▶ [Texte de la page]:

-=-=-=-=-

« Bayard huguenot », stratège de renom, célébré pour sa droiture morale autant que pour son intelligence, François de La Noue a sans doute été le plus glorieux des protestants bretons. Si l’on prend au pied de la lettre le bel hommage que lui rendit Henri IV, c’était « un capitaine qui valait mieux que toute une province« .
François de La Noue a passé l’essentiel de son existence en dehors de la Bretagne, mais il y est né le 18 août 1531 au manoir de la Gascherie qui n’était pas encore un château, près de Nantes. Les hasards de la guerre ont voulu qu’il meure aussi en sa province natale, à Moncontour, des suites d’une blessure reçue lors du siège de Lamballe, en août 1591.
Il ne saurait être question de résumer ici l’exceptionnelle carrière militaire de François de La Noue. Elle a été retracée dans plusieurs ouvrages, dès 1661 par le pasteur Amirault[1], en 1892 par l’historien Henri Hauser[2], et plus récemment par Nicole Vray[3]. Rappelons simplement que notre Breton, issu de la moyenne noblesse provinciale, a été successivement capitaine, gouverneur de La Rochelle puis des provinces de Poitou, Aunis et Saintonge et colonel-général de l’infanterie, c’est-à-dire le plus haut grade des troupes à pied du Royaume de France. Ses nombreuses années de service l’ont amené dans le Sud-ouest, mais aussi aux Pays-Bas, où il fut un des grands chefs militaires qui conduisirent ce pays à l’indépendance.

-=-=-=-=-

▶ [Objectif A]:
Selon le texte sur François de La Noue, où et à quelle date est-il né ?
▶ [Objectif B]:
Poursuivez le texte consacré à François de La Noue en reprenant juste après sa dernière phrase.
Les items n'interviennent pas dans ce travail.

▶ [Enregistrements sources]:
-=-=-=-=-

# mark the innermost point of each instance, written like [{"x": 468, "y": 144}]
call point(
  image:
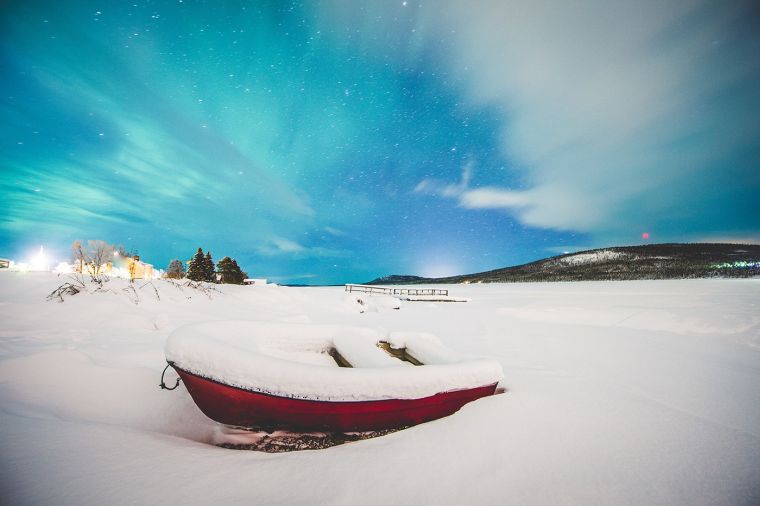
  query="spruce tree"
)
[
  {"x": 176, "y": 270},
  {"x": 196, "y": 269},
  {"x": 209, "y": 271}
]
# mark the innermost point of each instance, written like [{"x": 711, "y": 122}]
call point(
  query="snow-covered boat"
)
[{"x": 323, "y": 378}]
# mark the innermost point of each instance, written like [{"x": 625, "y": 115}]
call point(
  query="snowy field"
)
[{"x": 642, "y": 392}]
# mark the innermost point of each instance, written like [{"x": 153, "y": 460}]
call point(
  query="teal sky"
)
[{"x": 328, "y": 142}]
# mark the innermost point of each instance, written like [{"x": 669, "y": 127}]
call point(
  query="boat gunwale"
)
[{"x": 308, "y": 399}]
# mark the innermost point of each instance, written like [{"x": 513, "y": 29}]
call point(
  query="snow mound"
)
[
  {"x": 292, "y": 360},
  {"x": 595, "y": 257}
]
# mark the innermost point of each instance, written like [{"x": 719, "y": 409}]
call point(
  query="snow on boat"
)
[{"x": 323, "y": 378}]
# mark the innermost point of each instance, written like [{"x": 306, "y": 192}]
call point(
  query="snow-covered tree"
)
[
  {"x": 196, "y": 268},
  {"x": 176, "y": 270},
  {"x": 229, "y": 272},
  {"x": 92, "y": 258},
  {"x": 209, "y": 270}
]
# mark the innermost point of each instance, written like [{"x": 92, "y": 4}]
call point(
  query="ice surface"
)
[{"x": 641, "y": 392}]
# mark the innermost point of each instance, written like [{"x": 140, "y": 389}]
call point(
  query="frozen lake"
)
[{"x": 642, "y": 392}]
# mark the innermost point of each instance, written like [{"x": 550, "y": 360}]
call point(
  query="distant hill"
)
[{"x": 651, "y": 261}]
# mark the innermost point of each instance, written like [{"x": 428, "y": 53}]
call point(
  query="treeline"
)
[{"x": 201, "y": 268}]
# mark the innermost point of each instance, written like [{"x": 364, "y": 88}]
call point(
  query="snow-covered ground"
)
[{"x": 642, "y": 392}]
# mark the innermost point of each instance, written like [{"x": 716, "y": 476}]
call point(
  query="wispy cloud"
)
[
  {"x": 615, "y": 114},
  {"x": 608, "y": 125},
  {"x": 279, "y": 246}
]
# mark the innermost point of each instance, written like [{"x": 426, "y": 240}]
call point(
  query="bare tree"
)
[{"x": 92, "y": 258}]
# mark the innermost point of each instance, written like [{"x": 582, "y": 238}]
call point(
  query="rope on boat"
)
[{"x": 163, "y": 385}]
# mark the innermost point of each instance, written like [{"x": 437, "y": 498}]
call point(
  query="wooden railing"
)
[{"x": 390, "y": 290}]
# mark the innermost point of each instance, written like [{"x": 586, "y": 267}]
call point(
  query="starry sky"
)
[{"x": 337, "y": 141}]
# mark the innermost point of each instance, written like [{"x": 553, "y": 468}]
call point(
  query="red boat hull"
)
[{"x": 244, "y": 408}]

-=-=-=-=-

▶ [Résultat attendu A]:
Il est né le 18 août 1531 au manoir de la Gascherie, près de Nantes.

▶ [Résultat attendu B]:
François de La Noue a, semble-t-il, été touché par le message de la Réforme quand il était un jeune adulte à la fin des années 1550. Très proche de François d’Andelot à qui il succèdera un jour comme Colonel-général, rien n’indique pourtant qu’il était présent lors de la fameuse prédication de 1558 au château de La Bretesche. Nous le voyons par contre, l’année suivante, au premier rang des Calvinistes qui encadrent et protègent les Huguenots de Nantes. Sa foi est profonde et durable. Il n’est pas de ceux, nombreux en ce temps-là, qui changent de religion « comme on change d’habillement« , selon sa propre expression[4]. Son choix est le fruit d’un processus bien mûri. Comme l’écrit Henri Hauser, « l’élévation morale du calvinisme séduisit cet homme dont la vie entière fut un modèle de pureté[5]« . La Noue avait en horreur « l’ancienne caballe de la cour, qui est bien plus propre à faire rire et piaffer et pour s’enrichir« .
Cette intégrité morale resta une constante de son action militaire. L’officier lutta toujours contre les pratiques de pillage ou de « picorée » propres aux armées du temps. Dans ses troupes, pas un blasphème n’était permis. « Les femmes en estoient bannies. on n’y eût trouvé ni une paire de dez ni un jeu de cartes[6]« . La Noue, surnommé « bras de fer », à cause d’une prothèse métallique qu’il portait depuis 1571, était également connu pour son « humanité après la victoire » envers ses ennemis.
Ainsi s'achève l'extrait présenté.